■ Données enregistrées:
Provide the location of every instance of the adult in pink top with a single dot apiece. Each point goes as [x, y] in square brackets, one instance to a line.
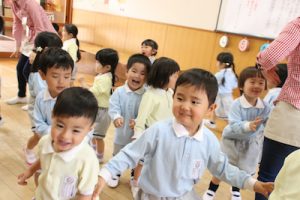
[282, 132]
[26, 13]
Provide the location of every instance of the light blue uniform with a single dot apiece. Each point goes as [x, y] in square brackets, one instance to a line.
[224, 98]
[42, 113]
[124, 103]
[243, 146]
[174, 161]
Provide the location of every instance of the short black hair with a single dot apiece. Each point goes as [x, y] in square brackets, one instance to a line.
[161, 71]
[249, 72]
[55, 57]
[201, 79]
[282, 72]
[76, 102]
[44, 39]
[139, 58]
[110, 57]
[151, 43]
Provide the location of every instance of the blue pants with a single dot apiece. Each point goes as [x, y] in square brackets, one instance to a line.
[273, 156]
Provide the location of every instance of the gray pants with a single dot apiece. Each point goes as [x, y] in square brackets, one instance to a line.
[187, 196]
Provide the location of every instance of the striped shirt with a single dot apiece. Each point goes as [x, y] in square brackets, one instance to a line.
[286, 45]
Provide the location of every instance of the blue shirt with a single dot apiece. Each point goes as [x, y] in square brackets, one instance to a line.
[240, 115]
[125, 103]
[42, 112]
[174, 161]
[230, 81]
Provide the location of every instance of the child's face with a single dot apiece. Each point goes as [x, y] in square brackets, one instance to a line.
[253, 87]
[68, 132]
[190, 105]
[147, 50]
[172, 80]
[57, 79]
[136, 76]
[65, 35]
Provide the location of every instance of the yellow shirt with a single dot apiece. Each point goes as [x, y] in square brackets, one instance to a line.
[156, 104]
[286, 187]
[68, 173]
[102, 89]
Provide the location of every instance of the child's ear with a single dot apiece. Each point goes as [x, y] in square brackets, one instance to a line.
[43, 76]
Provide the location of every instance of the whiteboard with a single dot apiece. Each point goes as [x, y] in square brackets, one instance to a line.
[261, 18]
[201, 14]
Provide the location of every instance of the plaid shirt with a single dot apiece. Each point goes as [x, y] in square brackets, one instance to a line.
[286, 45]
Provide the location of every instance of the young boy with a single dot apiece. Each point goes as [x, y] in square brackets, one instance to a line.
[56, 67]
[177, 151]
[149, 48]
[125, 101]
[69, 165]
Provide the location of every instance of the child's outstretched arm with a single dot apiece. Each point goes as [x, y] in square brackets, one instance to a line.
[28, 173]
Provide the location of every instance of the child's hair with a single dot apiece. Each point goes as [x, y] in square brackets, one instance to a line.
[249, 72]
[76, 102]
[161, 71]
[281, 71]
[43, 40]
[151, 43]
[109, 57]
[72, 29]
[227, 59]
[55, 57]
[139, 58]
[55, 26]
[202, 80]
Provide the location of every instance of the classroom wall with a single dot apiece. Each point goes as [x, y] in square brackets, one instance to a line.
[189, 47]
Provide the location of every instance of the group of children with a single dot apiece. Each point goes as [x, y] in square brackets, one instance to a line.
[159, 119]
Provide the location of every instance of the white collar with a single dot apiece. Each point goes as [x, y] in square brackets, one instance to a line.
[67, 156]
[47, 95]
[180, 131]
[246, 104]
[138, 91]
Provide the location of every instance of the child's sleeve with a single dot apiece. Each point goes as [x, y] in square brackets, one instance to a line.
[41, 127]
[89, 175]
[145, 110]
[130, 155]
[114, 109]
[220, 167]
[238, 127]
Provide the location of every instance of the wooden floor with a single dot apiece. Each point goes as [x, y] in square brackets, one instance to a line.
[16, 130]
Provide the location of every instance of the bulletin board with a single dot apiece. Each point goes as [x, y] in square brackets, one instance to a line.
[260, 18]
[200, 14]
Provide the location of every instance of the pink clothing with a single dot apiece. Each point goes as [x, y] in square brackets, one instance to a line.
[286, 45]
[37, 20]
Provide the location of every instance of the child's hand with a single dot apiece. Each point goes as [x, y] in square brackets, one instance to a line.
[263, 188]
[254, 124]
[119, 122]
[23, 177]
[98, 188]
[132, 123]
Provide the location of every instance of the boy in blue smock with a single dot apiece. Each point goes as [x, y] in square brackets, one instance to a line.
[176, 151]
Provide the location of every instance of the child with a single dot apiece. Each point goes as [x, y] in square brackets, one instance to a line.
[55, 67]
[71, 45]
[106, 63]
[36, 84]
[227, 80]
[274, 89]
[69, 165]
[178, 150]
[125, 101]
[157, 101]
[242, 138]
[149, 48]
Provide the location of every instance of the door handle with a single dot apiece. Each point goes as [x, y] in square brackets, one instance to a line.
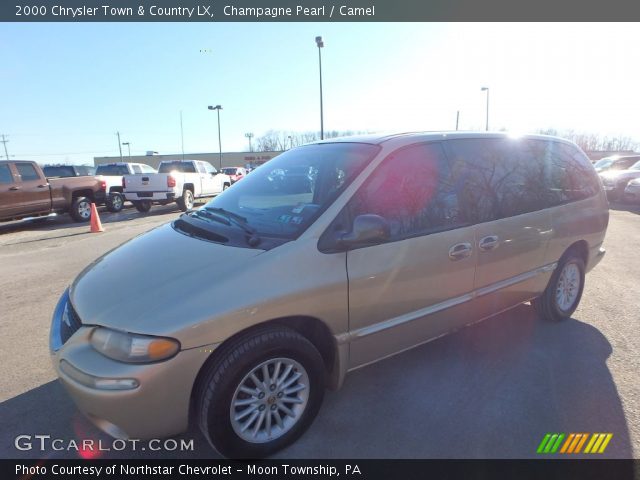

■ Énoncé: Repérez dans le matériel ci-dessus chaque ligne où figure le mot "pants", puis recopiez-la intégralement.

■ Solution:
Provide the location of every instance of the blue pants with a single dot apiece. Each point goes as [x, y] in square brackets, one instance to a line.
Provide the location of every instance of the gray pants with a single dot apiece. Each point goes as [x, y] in square brackets, one instance to a line.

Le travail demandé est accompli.